Challenge 1:
Which lines in the listing contain the string "tuples"? Pull out each of those lines, treating uppercase and lowercase as different.
======== Given passage ========
# Two more movements reduced to parts... (even more images)



## lysanderxiii (Oct 4, 2006)

I am unsure of who makes this movement, but it is a copy of a Miyota 8215, with the addition of a hacking feature. It is marked with the crowned circle. Anyway...

Movement general view:








Dial side











Rotor removed, note how this one, unlike the ST16 does not have a separate auto-wind bridge, this saves about 0.75mm in height.










Here with the 3/4 bridge removed, showing the winding gears as they sit, this is a unidirectional winding movement, just like the Miyota










Here is the underside of the 3/4 bridge, note the location of the second hand pinion friction spring.










Here is a view of the one-way reversing wheel










Another










Here is a detail shot of the pallet, note that this movement uses banking pins, rather than the adjustable tabs on the pallet cock. Up at the very top, you can see the finger for the hack lever, just like the ST16 it arrests the third wheel










The dial side is the same as the ST16 so I'll save the bandwidth and not post images of its innards again










Parts, for comparison to the ST16


























At the far right, the little "U" shaped spring is the hack lever (with integral spring) It is activated by the post on the yoke (below).


----------



## lysanderxiii (Oct 4, 2006)

The second movement we shall open up is what I consider the best of the lot. It has an offset center wheel, dual reverser (bi-directional) auto-wind system, and although this particular example does not hack, versions that do hack, operate against the balance directly. There are versions of this one made with an additional 24 hour GMT hand that is independently settable.

General shot of the movement: (this is a donor movement, so it is missing the floating gear, its screw, the stem and the winding pinion)
======== Material shown ========
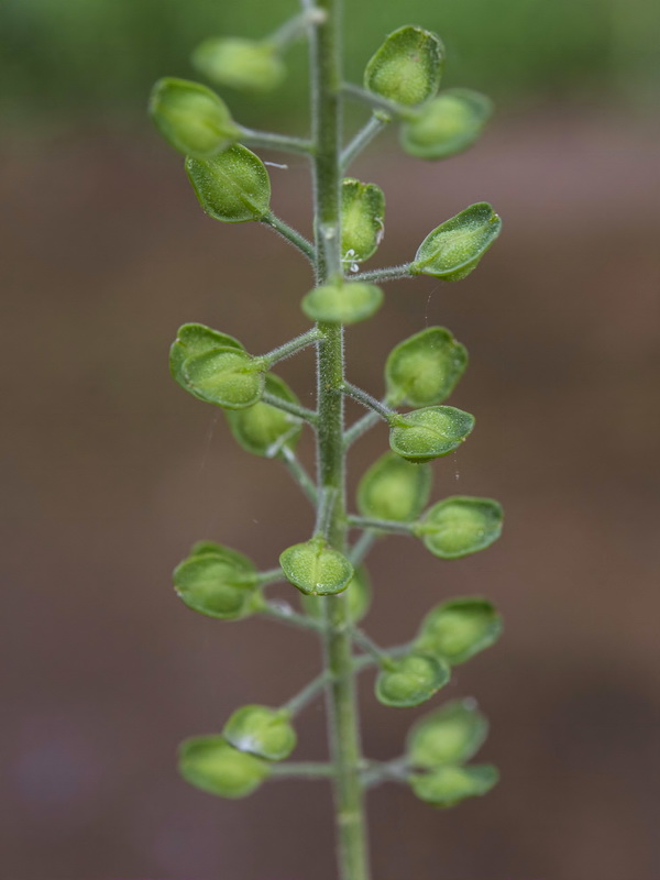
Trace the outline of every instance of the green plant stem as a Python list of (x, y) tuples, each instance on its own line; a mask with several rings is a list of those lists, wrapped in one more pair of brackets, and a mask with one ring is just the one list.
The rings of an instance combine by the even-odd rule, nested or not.
[(265, 150), (276, 150), (282, 153), (301, 153), (309, 155), (314, 145), (311, 141), (304, 138), (290, 138), (286, 134), (275, 134), (270, 131), (255, 131), (240, 125), (241, 143), (250, 146), (263, 146)]
[(276, 217), (272, 211), (262, 218), (264, 226), (271, 227), (275, 232), (278, 232), (283, 239), (286, 239), (294, 245), (300, 253), (309, 260), (312, 266), (316, 266), (316, 250), (310, 241), (307, 241), (305, 235), (301, 235), (288, 223), (285, 223), (279, 217)]
[[(306, 0), (307, 4), (307, 0)], [(341, 0), (318, 0), (326, 20), (310, 38), (312, 140), (315, 142), (315, 241), (318, 282), (342, 273), (340, 253), (341, 143)], [(318, 346), (317, 461), (319, 487), (338, 495), (326, 524), (327, 539), (345, 551), (345, 473), (343, 450), (343, 328), (321, 324), (326, 341)], [(326, 620), (324, 658), (328, 688), (330, 754), (334, 767), (338, 855), (342, 880), (369, 880), (362, 752), (353, 652), (345, 596), (320, 603)]]
[(366, 122), (360, 131), (355, 134), (352, 141), (341, 151), (339, 164), (343, 172), (358, 158), (360, 153), (369, 146), (369, 144), (376, 138), (389, 122), (389, 117), (386, 113), (374, 113), (369, 122)]
[(296, 483), (300, 486), (302, 493), (309, 498), (311, 504), (316, 506), (318, 499), (317, 487), (315, 485), (314, 480), (310, 477), (310, 475), (307, 473), (307, 471), (300, 463), (300, 460), (298, 459), (294, 450), (290, 447), (286, 446), (283, 447), (279, 450), (279, 458), (288, 468), (289, 473), (292, 474)]
[(400, 522), (397, 519), (375, 519), (371, 516), (349, 517), (349, 526), (356, 529), (377, 529), (378, 531), (392, 531), (399, 535), (415, 535), (416, 522)]
[(321, 672), (320, 675), (317, 675), (316, 679), (312, 679), (309, 684), (306, 684), (301, 691), (297, 694), (292, 696), (282, 708), (285, 712), (288, 712), (289, 715), (294, 716), (301, 712), (312, 700), (321, 693), (321, 691), (328, 685), (330, 681), (330, 675), (328, 672)]

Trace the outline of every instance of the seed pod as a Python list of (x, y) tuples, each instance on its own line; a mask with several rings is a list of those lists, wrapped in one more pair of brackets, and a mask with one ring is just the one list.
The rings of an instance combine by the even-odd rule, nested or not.
[(341, 256), (344, 263), (363, 263), (381, 243), (385, 229), (385, 196), (375, 184), (352, 177), (341, 183)]
[(312, 321), (358, 323), (371, 318), (383, 305), (383, 292), (374, 284), (344, 282), (337, 278), (322, 287), (315, 287), (300, 304)]
[(193, 556), (176, 566), (173, 579), (177, 595), (189, 608), (221, 620), (248, 616), (257, 585), (250, 560), (232, 550), (224, 554), (194, 548)]
[(360, 481), (358, 509), (374, 519), (411, 522), (426, 507), (432, 482), (430, 464), (410, 464), (386, 452)]
[(285, 578), (311, 596), (341, 593), (353, 576), (349, 560), (320, 537), (289, 547), (279, 557), (279, 564)]
[(432, 769), (474, 757), (488, 735), (488, 722), (474, 700), (452, 700), (417, 721), (406, 740), (408, 763)]
[(432, 98), (440, 87), (444, 46), (411, 24), (389, 34), (364, 70), (364, 87), (408, 107)]
[(497, 768), (490, 763), (472, 767), (447, 765), (437, 767), (430, 773), (415, 773), (408, 777), (408, 782), (421, 801), (433, 806), (448, 807), (465, 798), (486, 794), (498, 779)]
[(389, 446), (404, 459), (430, 461), (461, 446), (474, 428), (474, 416), (453, 406), (431, 406), (395, 416)]
[[(369, 612), (372, 601), (372, 586), (369, 572), (364, 565), (359, 565), (353, 570), (353, 576), (349, 581), (345, 590), (346, 598), (349, 601), (349, 618), (351, 623), (356, 624)], [(317, 596), (301, 596), (302, 607), (310, 616), (319, 619), (321, 617), (321, 608), (319, 607), (322, 600)]]
[(447, 399), (468, 366), (468, 350), (444, 327), (428, 327), (399, 342), (385, 364), (392, 406), (433, 406)]
[(453, 598), (427, 614), (415, 639), (415, 650), (441, 657), (452, 667), (494, 645), (502, 618), (488, 600)]
[(210, 349), (182, 365), (184, 387), (207, 404), (227, 409), (254, 406), (264, 391), (263, 364), (231, 348)]
[(457, 282), (476, 268), (502, 230), (502, 220), (486, 201), (471, 205), (441, 223), (419, 245), (411, 275)]
[(187, 156), (210, 158), (239, 138), (224, 101), (188, 79), (158, 79), (148, 100), (148, 113), (167, 143)]
[(237, 349), (244, 351), (243, 345), (238, 339), (211, 330), (202, 323), (185, 323), (179, 327), (175, 341), (169, 349), (169, 372), (173, 378), (186, 391), (190, 388), (186, 385), (183, 374), (184, 361), (195, 354), (204, 354), (211, 349)]
[(385, 706), (407, 708), (430, 700), (447, 684), (451, 671), (443, 660), (422, 653), (409, 653), (392, 661), (376, 679), (376, 698)]
[(234, 144), (210, 160), (188, 156), (186, 173), (205, 212), (226, 223), (263, 220), (271, 206), (271, 178), (264, 163)]
[[(266, 374), (265, 391), (283, 400), (298, 403), (288, 385), (273, 373)], [(227, 410), (226, 416), (237, 442), (265, 459), (275, 458), (284, 447), (294, 449), (302, 431), (300, 419), (263, 400), (246, 409)]]
[(492, 113), (493, 102), (485, 95), (449, 89), (402, 125), (402, 146), (417, 158), (448, 158), (472, 146)]
[(221, 736), (196, 736), (179, 746), (179, 772), (191, 785), (220, 798), (245, 798), (270, 774), (268, 765)]
[(239, 751), (268, 761), (288, 758), (296, 747), (296, 732), (287, 712), (268, 706), (242, 706), (222, 730), (222, 736)]
[(454, 495), (433, 505), (415, 534), (435, 557), (460, 559), (494, 543), (502, 520), (502, 506), (492, 498)]
[(272, 91), (286, 76), (275, 46), (237, 36), (205, 40), (191, 61), (212, 82), (243, 91)]

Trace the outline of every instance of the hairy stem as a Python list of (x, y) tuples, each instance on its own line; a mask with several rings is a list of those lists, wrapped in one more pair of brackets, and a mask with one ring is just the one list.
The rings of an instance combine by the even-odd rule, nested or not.
[[(310, 41), (311, 109), (315, 143), (315, 242), (318, 282), (341, 275), (340, 143), (341, 143), (341, 0), (319, 0), (326, 13)], [(326, 538), (345, 551), (345, 466), (343, 449), (343, 328), (321, 324), (326, 341), (318, 346), (317, 460), (319, 487), (337, 493), (326, 518)], [(369, 880), (364, 789), (353, 652), (345, 596), (327, 597), (324, 658), (330, 672), (328, 727), (334, 767), (334, 801), (340, 876)]]

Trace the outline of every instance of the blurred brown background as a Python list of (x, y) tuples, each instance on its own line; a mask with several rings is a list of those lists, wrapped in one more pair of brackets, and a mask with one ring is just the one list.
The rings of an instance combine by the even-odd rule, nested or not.
[[(24, 50), (30, 59), (36, 7), (3, 13), (16, 57)], [(36, 12), (25, 23), (26, 9)], [(75, 21), (81, 9), (61, 11)], [(387, 7), (392, 24), (409, 12)], [(142, 45), (139, 29), (125, 26), (127, 45)], [(372, 23), (380, 35), (389, 26)], [(628, 31), (619, 50), (635, 46)], [(79, 45), (91, 57), (86, 34)], [(187, 52), (199, 34), (183, 37)], [(163, 56), (144, 46), (150, 76), (152, 67), (187, 74), (161, 69)], [(505, 48), (493, 41), (493, 63)], [(408, 638), (430, 605), (453, 595), (486, 593), (506, 620), (503, 640), (461, 667), (447, 694), (473, 694), (491, 718), (483, 758), (502, 782), (449, 812), (403, 788), (376, 790), (377, 880), (660, 875), (658, 125), (639, 67), (615, 53), (595, 88), (605, 50), (592, 48), (586, 75), (565, 82), (550, 72), (544, 85), (531, 80), (536, 91), (516, 92), (515, 77), (501, 77), (499, 117), (451, 163), (406, 158), (387, 135), (354, 168), (387, 196), (373, 265), (408, 258), (473, 201), (492, 201), (505, 220), (468, 279), (391, 284), (380, 315), (348, 334), (351, 378), (374, 394), (387, 352), (422, 327), (448, 326), (468, 345), (471, 366), (452, 403), (474, 413), (477, 428), (436, 465), (435, 497), (493, 496), (507, 514), (503, 539), (473, 558), (441, 563), (398, 538), (371, 558), (366, 625), (384, 645)], [(485, 88), (482, 68), (469, 77), (470, 45), (461, 52), (463, 84)], [(222, 414), (173, 384), (167, 348), (188, 320), (254, 352), (300, 332), (307, 267), (267, 230), (200, 212), (177, 157), (136, 121), (148, 88), (140, 90), (142, 68), (124, 76), (128, 98), (118, 90), (90, 109), (78, 96), (65, 112), (64, 101), (43, 98), (48, 70), (75, 82), (84, 70), (51, 61), (15, 68), (21, 88), (3, 98), (12, 113), (0, 170), (2, 877), (332, 880), (326, 783), (272, 783), (231, 803), (175, 770), (182, 738), (220, 729), (243, 703), (286, 700), (320, 658), (314, 636), (209, 620), (174, 595), (170, 570), (194, 540), (220, 540), (271, 568), (311, 521), (284, 470), (238, 449)], [(288, 164), (271, 169), (274, 207), (308, 232), (305, 162)], [(305, 399), (311, 371), (306, 353), (282, 373)], [(355, 446), (353, 485), (386, 442), (378, 428)], [(307, 443), (311, 466), (310, 453)], [(292, 590), (275, 593), (292, 598)], [(371, 689), (365, 674), (365, 748), (386, 759), (428, 706), (385, 710)], [(322, 759), (320, 704), (300, 733), (297, 757)]]

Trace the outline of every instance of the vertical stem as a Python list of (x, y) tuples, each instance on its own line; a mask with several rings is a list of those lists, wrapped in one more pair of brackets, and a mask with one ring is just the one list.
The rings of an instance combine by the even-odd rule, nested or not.
[[(311, 109), (315, 143), (315, 243), (320, 284), (341, 274), (341, 0), (318, 0), (326, 13), (311, 34)], [(345, 468), (343, 449), (343, 328), (323, 323), (326, 341), (318, 346), (318, 484), (336, 493), (323, 524), (327, 539), (346, 549)], [(362, 752), (352, 645), (345, 596), (320, 601), (327, 623), (323, 636), (328, 688), (328, 725), (334, 765), (337, 835), (342, 880), (369, 880), (364, 791), (360, 779)]]

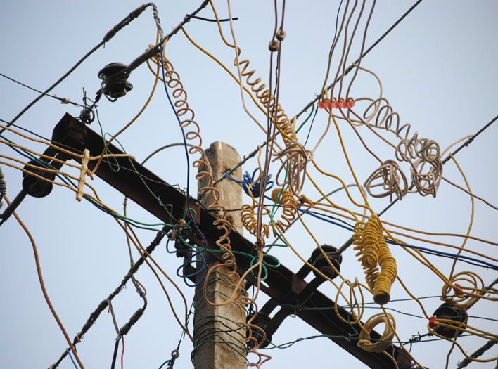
========
Challenge 2:
Can you turn the paragraph in the watch movement thread that begins "The second movement we shall open up" into a short bulleted list that keeps its main facts?

Task result 1:
Trace the outline of every instance of the green plant stem as a Python list of (x, y) tuples, each instance on its own line; a mask with several rings is a list of those lists, wrapped in one more pair of brackets, and a mask with one ring is just the one list.
Trace the outline of every instance of the seed pod as a Python list of (x, y) tuples, each instance on its own line; a mask with several rings is a list of those lists, wrapped in one more pair of brackets, and a mask with one ring is just the one list.
Trace the outline of every instance of the hairy stem as a Python list of (x, y) tuples, each instance on its own line; a mask with several rings is a list of those lists, wrapped in one more pair of brackets, and a mask with one ring is just the one list.
Trace the outline of every instance of the blurred brown background as a Python list of (x, y) tuples, each instance on its own line; a mask with several rings is a list of those lists, wrapped in one more pair of brackets, and a mask with one ring is just the one list.
Trace the outline of every instance of the vertical stem as a Python list of (x, y) tuples, each instance on its own line; a mask with several rings is a list of those lists, wrapped in one more pair of brackets, and a mask with one ring is just the one list.

Task result 2:
- The writer considers this movement the best of the lot.
- It has an offset center wheel.
- Its auto-wind system uses a dual reverser (bi-directional).
- This example does not hack, but versions that do hack operate against the balance directly.
- Some versions add an independently settable 24-hour GMT hand.